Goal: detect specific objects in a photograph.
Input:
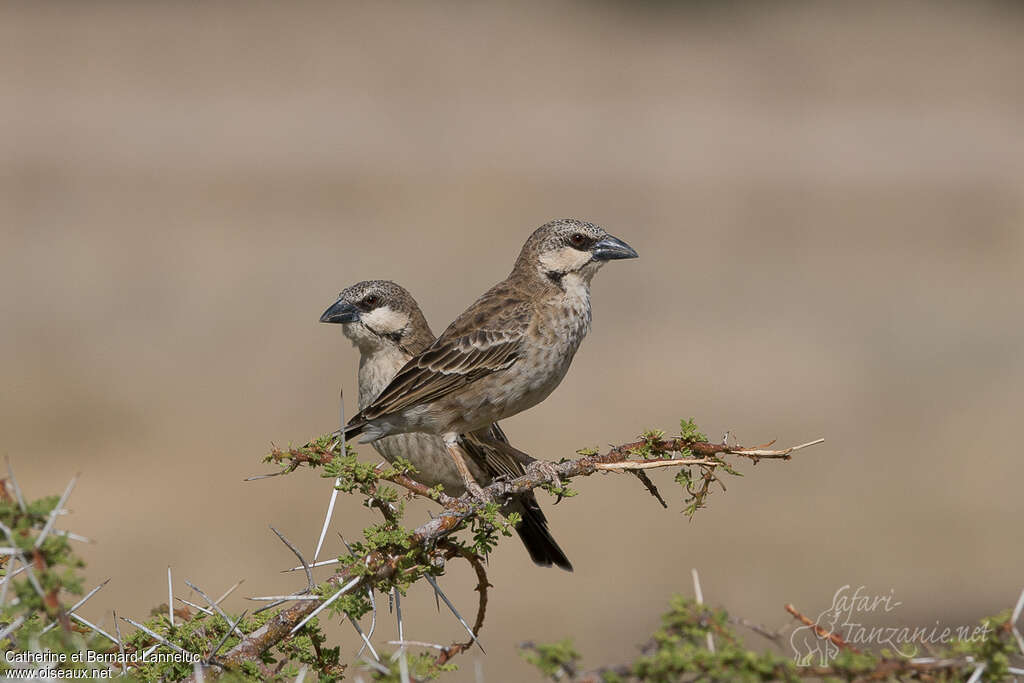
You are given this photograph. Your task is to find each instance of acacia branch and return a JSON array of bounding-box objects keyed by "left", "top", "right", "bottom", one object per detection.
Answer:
[{"left": 214, "top": 431, "right": 821, "bottom": 673}]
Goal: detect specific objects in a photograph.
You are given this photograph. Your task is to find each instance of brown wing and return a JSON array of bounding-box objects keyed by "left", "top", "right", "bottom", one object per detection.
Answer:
[
  {"left": 357, "top": 328, "right": 522, "bottom": 420},
  {"left": 355, "top": 282, "right": 532, "bottom": 422}
]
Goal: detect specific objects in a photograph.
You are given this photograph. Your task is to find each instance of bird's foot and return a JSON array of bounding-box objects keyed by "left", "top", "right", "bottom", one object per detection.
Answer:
[
  {"left": 463, "top": 479, "right": 493, "bottom": 504},
  {"left": 525, "top": 459, "right": 562, "bottom": 491}
]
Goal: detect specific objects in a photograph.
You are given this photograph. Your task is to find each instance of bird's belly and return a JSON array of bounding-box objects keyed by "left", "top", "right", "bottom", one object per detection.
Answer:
[
  {"left": 441, "top": 332, "right": 581, "bottom": 432},
  {"left": 371, "top": 432, "right": 486, "bottom": 496}
]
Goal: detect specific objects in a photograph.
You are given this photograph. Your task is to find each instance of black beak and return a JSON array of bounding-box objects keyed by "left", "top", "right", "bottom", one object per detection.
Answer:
[
  {"left": 320, "top": 299, "right": 360, "bottom": 324},
  {"left": 592, "top": 234, "right": 639, "bottom": 261}
]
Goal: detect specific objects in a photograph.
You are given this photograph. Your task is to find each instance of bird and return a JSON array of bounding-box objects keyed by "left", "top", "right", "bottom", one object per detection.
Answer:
[
  {"left": 320, "top": 279, "right": 572, "bottom": 570},
  {"left": 336, "top": 218, "right": 638, "bottom": 501}
]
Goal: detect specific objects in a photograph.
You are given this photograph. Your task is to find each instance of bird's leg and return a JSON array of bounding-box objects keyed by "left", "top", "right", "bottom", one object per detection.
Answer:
[
  {"left": 442, "top": 434, "right": 491, "bottom": 502},
  {"left": 524, "top": 459, "right": 562, "bottom": 492},
  {"left": 474, "top": 434, "right": 563, "bottom": 490}
]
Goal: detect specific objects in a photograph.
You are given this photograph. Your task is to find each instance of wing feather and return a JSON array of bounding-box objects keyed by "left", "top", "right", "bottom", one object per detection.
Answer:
[
  {"left": 460, "top": 423, "right": 527, "bottom": 480},
  {"left": 358, "top": 329, "right": 522, "bottom": 420}
]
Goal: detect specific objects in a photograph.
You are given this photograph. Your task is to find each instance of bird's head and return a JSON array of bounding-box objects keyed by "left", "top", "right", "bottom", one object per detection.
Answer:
[
  {"left": 319, "top": 280, "right": 433, "bottom": 354},
  {"left": 516, "top": 218, "right": 639, "bottom": 286}
]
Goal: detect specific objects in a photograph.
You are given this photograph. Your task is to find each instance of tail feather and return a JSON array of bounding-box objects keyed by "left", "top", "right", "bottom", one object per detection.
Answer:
[
  {"left": 508, "top": 493, "right": 573, "bottom": 572},
  {"left": 333, "top": 419, "right": 365, "bottom": 442}
]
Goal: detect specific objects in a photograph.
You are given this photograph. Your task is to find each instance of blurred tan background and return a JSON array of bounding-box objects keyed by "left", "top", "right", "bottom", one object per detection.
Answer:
[{"left": 3, "top": 0, "right": 1023, "bottom": 679}]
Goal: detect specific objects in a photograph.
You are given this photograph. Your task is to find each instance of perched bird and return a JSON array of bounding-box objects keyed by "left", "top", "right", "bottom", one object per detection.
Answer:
[
  {"left": 320, "top": 279, "right": 572, "bottom": 570},
  {"left": 340, "top": 219, "right": 638, "bottom": 499}
]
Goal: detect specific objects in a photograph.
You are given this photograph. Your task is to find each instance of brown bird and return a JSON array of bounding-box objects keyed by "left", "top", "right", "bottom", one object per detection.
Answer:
[
  {"left": 338, "top": 219, "right": 638, "bottom": 500},
  {"left": 320, "top": 279, "right": 572, "bottom": 570}
]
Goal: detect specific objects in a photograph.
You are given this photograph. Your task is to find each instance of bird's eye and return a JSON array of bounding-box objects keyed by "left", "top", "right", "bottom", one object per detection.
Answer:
[
  {"left": 361, "top": 295, "right": 380, "bottom": 309},
  {"left": 569, "top": 233, "right": 587, "bottom": 248}
]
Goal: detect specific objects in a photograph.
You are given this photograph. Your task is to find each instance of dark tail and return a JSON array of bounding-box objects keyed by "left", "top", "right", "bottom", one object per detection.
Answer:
[
  {"left": 508, "top": 493, "right": 573, "bottom": 572},
  {"left": 311, "top": 420, "right": 365, "bottom": 451},
  {"left": 338, "top": 419, "right": 365, "bottom": 441}
]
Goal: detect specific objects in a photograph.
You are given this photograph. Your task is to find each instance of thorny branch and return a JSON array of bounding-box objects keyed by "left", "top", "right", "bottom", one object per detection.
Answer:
[
  {"left": 433, "top": 541, "right": 490, "bottom": 667},
  {"left": 214, "top": 432, "right": 821, "bottom": 671}
]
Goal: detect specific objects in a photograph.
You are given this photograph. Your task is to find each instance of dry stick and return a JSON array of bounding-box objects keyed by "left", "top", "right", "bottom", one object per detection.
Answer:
[
  {"left": 270, "top": 526, "right": 314, "bottom": 593},
  {"left": 593, "top": 439, "right": 824, "bottom": 472},
  {"left": 220, "top": 434, "right": 820, "bottom": 668}
]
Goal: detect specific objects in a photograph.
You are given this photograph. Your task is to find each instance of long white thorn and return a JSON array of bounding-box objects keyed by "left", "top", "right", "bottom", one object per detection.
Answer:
[
  {"left": 41, "top": 578, "right": 111, "bottom": 635},
  {"left": 289, "top": 577, "right": 361, "bottom": 635},
  {"left": 0, "top": 615, "right": 26, "bottom": 640},
  {"left": 168, "top": 567, "right": 175, "bottom": 628},
  {"left": 394, "top": 588, "right": 409, "bottom": 683},
  {"left": 215, "top": 579, "right": 245, "bottom": 605},
  {"left": 424, "top": 574, "right": 484, "bottom": 653},
  {"left": 5, "top": 457, "right": 26, "bottom": 512},
  {"left": 71, "top": 612, "right": 119, "bottom": 645},
  {"left": 121, "top": 616, "right": 194, "bottom": 657},
  {"left": 350, "top": 614, "right": 380, "bottom": 662},
  {"left": 185, "top": 579, "right": 244, "bottom": 638},
  {"left": 35, "top": 474, "right": 79, "bottom": 549},
  {"left": 313, "top": 480, "right": 342, "bottom": 565},
  {"left": 692, "top": 568, "right": 715, "bottom": 653}
]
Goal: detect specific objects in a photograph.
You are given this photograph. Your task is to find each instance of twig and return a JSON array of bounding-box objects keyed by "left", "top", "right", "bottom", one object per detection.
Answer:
[
  {"left": 630, "top": 470, "right": 668, "bottom": 508},
  {"left": 220, "top": 431, "right": 818, "bottom": 666},
  {"left": 270, "top": 526, "right": 314, "bottom": 593}
]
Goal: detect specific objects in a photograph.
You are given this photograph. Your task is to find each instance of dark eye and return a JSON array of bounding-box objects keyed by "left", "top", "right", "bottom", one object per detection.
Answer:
[
  {"left": 569, "top": 233, "right": 587, "bottom": 248},
  {"left": 360, "top": 295, "right": 380, "bottom": 310}
]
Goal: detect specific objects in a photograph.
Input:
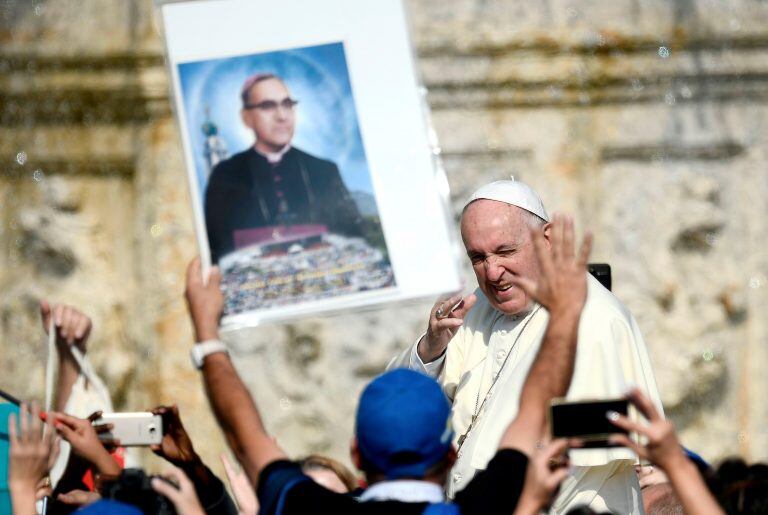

··········

=== Task description ===
Restating the data word for word is the task, and pictures are to be omitted.

=== Completed exercise ===
Goal: detect specific objects in a photograph.
Input:
You are given this photograph. Your task is to find each instance of acacia branch and return a JSON array of bounding-box objects keyed by "left", "top", "right", "bottom", one object per detection.
Answer:
[{"left": 214, "top": 431, "right": 821, "bottom": 673}]
Goal: detect specific objects in a photograph.
You are given this photograph. Your task is to find each instance of brown wing and return a JSON array of bounding-box objects keyed by "left", "top", "right", "bottom", one object per detection.
Answer:
[
  {"left": 357, "top": 328, "right": 522, "bottom": 420},
  {"left": 355, "top": 282, "right": 532, "bottom": 422}
]
Goal: detect specific objects in a photograph.
You are given this photograph. Your task is to find each instance of bird's foot and return a JSON array of bounding-box objects keyed by "left", "top", "right", "bottom", one object per detection.
Answer:
[
  {"left": 463, "top": 479, "right": 493, "bottom": 504},
  {"left": 525, "top": 459, "right": 562, "bottom": 491}
]
Goal: detect specific objects in a photograph.
You are given this photograph. Your task is to find each instance of bird's belly and return a JSON array of bounding-box objects keyed by "left", "top", "right", "bottom", one object per detection.
Answer:
[
  {"left": 441, "top": 332, "right": 581, "bottom": 432},
  {"left": 371, "top": 432, "right": 486, "bottom": 496}
]
Goal: detect specific objects in a photograph.
You are given this photograph. Your task is to find each instance of black beak and return a JSON array of bounding-box objects keyed by "left", "top", "right", "bottom", one object per detection.
Answer:
[
  {"left": 320, "top": 299, "right": 360, "bottom": 324},
  {"left": 592, "top": 234, "right": 639, "bottom": 261}
]
Goal: detect specific objects in a photograph.
You are given this photograph. Your task is to find each instance of bird and return a JSON array of bounding-box objects keyed by "left", "top", "right", "bottom", one object per detection.
Answer:
[
  {"left": 320, "top": 279, "right": 572, "bottom": 570},
  {"left": 336, "top": 218, "right": 638, "bottom": 501}
]
Goal: detect specific objects in a photograph.
You are given this photograph. Your task is to find each instance of bird's leg and return a JSON array of bounding-box objects keyed by "left", "top", "right", "bottom", one object per detection.
Answer:
[
  {"left": 442, "top": 434, "right": 491, "bottom": 502},
  {"left": 524, "top": 459, "right": 562, "bottom": 492},
  {"left": 474, "top": 434, "right": 563, "bottom": 490}
]
Goal: detect specific objects in a photograph.
You are given this photograph. Your task is to find each instance of wing feather and return a JSON array of bounding-box objects keyed by "left", "top", "right", "bottom", one object per detection.
Answer:
[
  {"left": 460, "top": 423, "right": 527, "bottom": 480},
  {"left": 358, "top": 329, "right": 522, "bottom": 420}
]
Goal: detect specific objects in a photograph.
You are given this photograph. Your task is to find each instance of bird's head and return a JSON array of bounding-box objects keyed by "left", "top", "right", "bottom", one object per detection.
Answer:
[
  {"left": 319, "top": 280, "right": 433, "bottom": 354},
  {"left": 516, "top": 218, "right": 639, "bottom": 286}
]
Goal: detect specific objects in a photograph.
You are given this photograph. Your task is to find each instance of tail feather and return a JSON array of bounding-box objects keyed by "left", "top", "right", "bottom", one object per detection.
Answer:
[
  {"left": 508, "top": 493, "right": 573, "bottom": 572},
  {"left": 333, "top": 419, "right": 365, "bottom": 442}
]
Goal: detect specific objects in a photograph.
You are given this photograph. Your task is to find each instance of blurred tan background and return a JSON array of bounding-box objects keyed by "left", "top", "right", "bottom", one object per detection.
Answer:
[{"left": 3, "top": 0, "right": 1023, "bottom": 679}]
Goal: detect specific objects in a photograph.
You are given this photograph. Your task is to find each instance of perched bird and return a JSON array of bounding-box objects keyed by "left", "top", "right", "bottom", one object per detection.
Answer:
[
  {"left": 320, "top": 279, "right": 572, "bottom": 570},
  {"left": 340, "top": 219, "right": 638, "bottom": 499}
]
Goal: detect specific objects in a photograph.
You are given this photograph. Your task is to find each instance of brown bird and return a JSON array of bounding-box objects keyed by "left", "top", "right", "bottom", one object per detection.
Answer:
[
  {"left": 338, "top": 219, "right": 638, "bottom": 500},
  {"left": 320, "top": 279, "right": 572, "bottom": 570}
]
Goal: detect specific objects in a photograph.
You are given this photograph. Your task is to find each instance of bird's eye and return a JSON array of bounding-box objects keyed by "left", "top", "right", "bottom", one object per detection.
Answer:
[
  {"left": 361, "top": 295, "right": 380, "bottom": 309},
  {"left": 569, "top": 233, "right": 587, "bottom": 248}
]
Goal: detect specific objects in a photograph.
You are given this photograph. Your task is to find each instance of dark tail and return a JSON array of bounding-box objects keyed by "left", "top", "right", "bottom", one object per detection.
Answer:
[
  {"left": 508, "top": 493, "right": 573, "bottom": 572},
  {"left": 311, "top": 420, "right": 365, "bottom": 451},
  {"left": 338, "top": 419, "right": 365, "bottom": 441}
]
Goal: detect specific objects in a photograph.
You are given this photograph. Your task is to find each instance of thorny branch and return a JSON array of bounding-box objects keyed by "left", "top", "right", "bottom", one object per detection.
Answer:
[
  {"left": 433, "top": 541, "right": 490, "bottom": 667},
  {"left": 214, "top": 432, "right": 821, "bottom": 671}
]
Goal: detect specific objects in a photograph.
You are given this photograph. Your task is to find each instance of dry stick and return a JSON array of bounding-box objects keyed by "left", "top", "right", "bottom", one object per detection.
Answer:
[
  {"left": 270, "top": 526, "right": 314, "bottom": 593},
  {"left": 593, "top": 439, "right": 824, "bottom": 472},
  {"left": 220, "top": 434, "right": 820, "bottom": 668}
]
Goal: detect specific objects in a photograph.
You are given this photograph. Your task is to find each instance of long white thorn and return a JSON array of bounding-box objects keyed by "left", "top", "right", "bottom", one object per detection.
Answer:
[
  {"left": 41, "top": 578, "right": 111, "bottom": 635},
  {"left": 289, "top": 577, "right": 361, "bottom": 635},
  {"left": 0, "top": 615, "right": 26, "bottom": 640},
  {"left": 168, "top": 567, "right": 175, "bottom": 628},
  {"left": 394, "top": 588, "right": 409, "bottom": 683},
  {"left": 215, "top": 579, "right": 245, "bottom": 605},
  {"left": 424, "top": 574, "right": 484, "bottom": 653},
  {"left": 5, "top": 457, "right": 26, "bottom": 512},
  {"left": 71, "top": 612, "right": 119, "bottom": 645},
  {"left": 121, "top": 616, "right": 194, "bottom": 657},
  {"left": 350, "top": 614, "right": 380, "bottom": 662},
  {"left": 185, "top": 579, "right": 244, "bottom": 638},
  {"left": 35, "top": 474, "right": 79, "bottom": 549},
  {"left": 313, "top": 480, "right": 342, "bottom": 565},
  {"left": 692, "top": 568, "right": 715, "bottom": 653}
]
Goal: detect specific objects in a photograph.
You are given this photograph. Your task is to find each instance of twig and return a JSON array of bounding-box objects keyed by "left", "top", "right", "bottom", one object per detection.
Answer:
[
  {"left": 630, "top": 470, "right": 668, "bottom": 508},
  {"left": 220, "top": 431, "right": 818, "bottom": 666},
  {"left": 270, "top": 526, "right": 314, "bottom": 593}
]
Goal: detect specific objects in a photograph.
You are given this photograph. Your task is to find each instance of dark eye and return a JSON array of bounding-box objects keyed by "left", "top", "right", "bottom", one object per detection.
Answer:
[
  {"left": 569, "top": 233, "right": 587, "bottom": 248},
  {"left": 360, "top": 295, "right": 380, "bottom": 310}
]
Goal: detect specific objects in a photograph.
Input:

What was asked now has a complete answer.